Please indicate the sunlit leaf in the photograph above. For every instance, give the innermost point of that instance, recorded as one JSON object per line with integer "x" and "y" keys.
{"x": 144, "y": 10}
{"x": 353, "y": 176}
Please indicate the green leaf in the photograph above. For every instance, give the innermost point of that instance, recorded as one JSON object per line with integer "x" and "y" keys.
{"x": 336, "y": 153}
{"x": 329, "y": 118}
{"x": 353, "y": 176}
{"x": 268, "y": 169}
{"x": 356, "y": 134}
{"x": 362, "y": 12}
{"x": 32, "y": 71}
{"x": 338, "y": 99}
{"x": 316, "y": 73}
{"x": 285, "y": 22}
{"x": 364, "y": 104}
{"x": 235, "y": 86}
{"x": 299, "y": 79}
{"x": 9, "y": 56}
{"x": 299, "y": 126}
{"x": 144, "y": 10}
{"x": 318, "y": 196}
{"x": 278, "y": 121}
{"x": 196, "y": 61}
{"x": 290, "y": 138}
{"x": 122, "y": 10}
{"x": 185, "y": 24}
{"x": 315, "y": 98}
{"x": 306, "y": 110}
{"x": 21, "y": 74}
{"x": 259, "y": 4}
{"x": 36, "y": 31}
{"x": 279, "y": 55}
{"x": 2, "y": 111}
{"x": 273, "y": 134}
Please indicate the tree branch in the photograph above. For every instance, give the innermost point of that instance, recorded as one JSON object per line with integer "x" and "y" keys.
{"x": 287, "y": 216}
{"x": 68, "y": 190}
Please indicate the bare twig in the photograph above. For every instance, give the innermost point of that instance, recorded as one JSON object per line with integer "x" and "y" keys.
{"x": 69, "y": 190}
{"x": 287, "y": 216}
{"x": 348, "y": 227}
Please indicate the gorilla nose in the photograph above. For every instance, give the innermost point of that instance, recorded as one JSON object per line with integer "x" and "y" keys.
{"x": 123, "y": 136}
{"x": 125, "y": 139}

What this task involves. Can you quote exactly the lines from the one containing "Please indicate the tree" through the last line of the records above, and nothing else?

Result below.
Please indicate the tree branch in the photograph above. For every instance, give the innermost point of that instance, recorded as one JSON object per line with integer "x" and "y" keys.
{"x": 287, "y": 216}
{"x": 68, "y": 190}
Please indicate the bare twig in the photograph above. For every instance, give the innermost point of that instance, recorded as one JSON object per line with integer "x" and "y" keys.
{"x": 69, "y": 190}
{"x": 287, "y": 216}
{"x": 348, "y": 227}
Please indicate the gorilla nose in the photograph above. For every instance, give the innermost point of that instance, recorded as one JSON object per line with integer "x" and "y" keys.
{"x": 123, "y": 136}
{"x": 125, "y": 139}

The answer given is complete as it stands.